### [PROBLEM REQUIREMENTS]
Please copy all of the data below line for line without any changes, and leave the pictures out of your copy.

### [EXERCISE INPUT]
---
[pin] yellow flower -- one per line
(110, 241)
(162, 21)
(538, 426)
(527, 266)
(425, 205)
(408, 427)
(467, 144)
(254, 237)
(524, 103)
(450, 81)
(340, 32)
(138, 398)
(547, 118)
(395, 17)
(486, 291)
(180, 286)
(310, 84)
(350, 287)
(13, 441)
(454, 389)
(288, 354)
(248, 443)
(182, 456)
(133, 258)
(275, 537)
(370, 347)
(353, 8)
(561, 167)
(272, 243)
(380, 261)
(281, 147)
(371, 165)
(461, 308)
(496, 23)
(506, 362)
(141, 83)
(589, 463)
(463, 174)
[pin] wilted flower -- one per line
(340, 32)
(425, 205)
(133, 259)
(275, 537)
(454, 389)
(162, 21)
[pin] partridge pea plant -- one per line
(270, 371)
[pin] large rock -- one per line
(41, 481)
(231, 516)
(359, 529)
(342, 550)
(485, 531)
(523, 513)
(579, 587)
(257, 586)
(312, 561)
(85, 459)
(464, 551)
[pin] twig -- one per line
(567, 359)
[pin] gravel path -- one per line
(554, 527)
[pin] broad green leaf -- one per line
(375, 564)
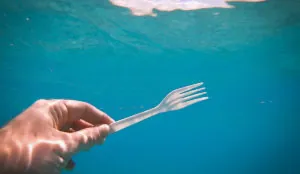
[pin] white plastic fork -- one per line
(175, 100)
---
### [FINAL RESULT]
[pin] yellow flower -- one per line
(110, 241)
(162, 21)
(538, 426)
(527, 266)
(425, 205)
(408, 427)
(467, 144)
(254, 237)
(524, 103)
(450, 81)
(340, 32)
(138, 398)
(547, 118)
(395, 17)
(486, 291)
(180, 286)
(310, 84)
(350, 287)
(13, 441)
(454, 389)
(288, 354)
(248, 443)
(182, 456)
(133, 258)
(275, 537)
(370, 347)
(353, 8)
(561, 167)
(272, 243)
(380, 261)
(281, 147)
(371, 165)
(461, 308)
(496, 23)
(506, 362)
(141, 83)
(589, 463)
(463, 174)
[pin] wilted flower -- one per line
(340, 32)
(425, 205)
(133, 259)
(275, 537)
(454, 389)
(162, 21)
[pin] partridge pea plant -- one per line
(270, 371)
[pin] large rock -- one per line
(41, 481)
(231, 516)
(359, 529)
(342, 550)
(485, 531)
(523, 513)
(579, 587)
(257, 586)
(312, 561)
(85, 459)
(464, 551)
[pin] twig -- one per line
(567, 359)
[pin] gravel path -- one per line
(554, 527)
[pin] broad green leaf -- one per line
(375, 564)
[pin] white plastic fork -- one per line
(175, 100)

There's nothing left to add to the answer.